**Provided text**

The research team—led by James Juno, a staff physicist at the U.S. Department of Energy's (DOE) Princeton Plasma Physics Laboratory (PPPL)—used what is known as "field-particle correlation" (FPC) for a detailed view of how shock waves composed of plasma, the hot, charged state of matter that makes up 99% of the visible universe, can heat up blobs of plasma in outer space.
FPC is an algorithm that digests data produced by spacecraft or computers and determines how the energy of magnetic fields and moving plasma particles change back and forth. The process gives precise information about the particles' positions and velocities as the changes occur.
"Though much of what we found was already well known, heat transfer has never been examined in this way before," said James Juno, a staff physicist at the U.S. Department of Energy's (DOE) Princeton Plasma Physics Laboratory (PPPL) and lead author of a paper reporting the results in The Astrophysical Journal. "The fact that this technique works as well as it does shows us that there are new ways to look at old problems."
PPPL scientists study plasma because it fuels fusion reactions within doughnut-shaped devices known as tokamaks and twisty facilities known as stellarators. Plasma is a soup of atomic nuclei, or ions, electrons, and neutral atoms that together allow the flow of electric current. That flow allows plasma to respond to magnetic fields, which scientists use to corral the plasma within fusion facilities. Researchers are trying to harness fusion, which drives the sun and stars, to generate electricity without producing greenhouse gases and long-lived radioactive waste.
The FPC technique reveals plasma behavior never observed before, including which parts of the plasma are heating up and which physical processes are responsible. Older techniques can produce only broad pictures of where and how a plasma heats up.
"One of our key findings is that different regions of the plasma could respond to a shock wave in different ways," Juno said. "We now have a more holistic picture of what's going on in the shock wave interactions."

**Data extract**

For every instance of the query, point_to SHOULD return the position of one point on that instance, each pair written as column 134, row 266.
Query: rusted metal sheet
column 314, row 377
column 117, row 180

**Challenge**
In the text on plasma shock waves, rewrite the paragraph that begins "PPPL scientists study plasma" as a short bulleted list that keeps its main facts.

**Exercise solution**
- PPPL scientists study plasma because it fuels fusion reactions in tokamaks, which are doughnut-shaped, and in twisty stellarators.
- Plasma is a soup of ions (atomic nuclei), electrons, and neutral atoms that together allow electric current to flow.
- This current lets plasma respond to magnetic fields, which scientists use to corral it inside fusion facilities.
- Researchers aim to harness fusion, the process that drives the sun and stars, to generate electricity without greenhouse gases or long-lived radioactive waste.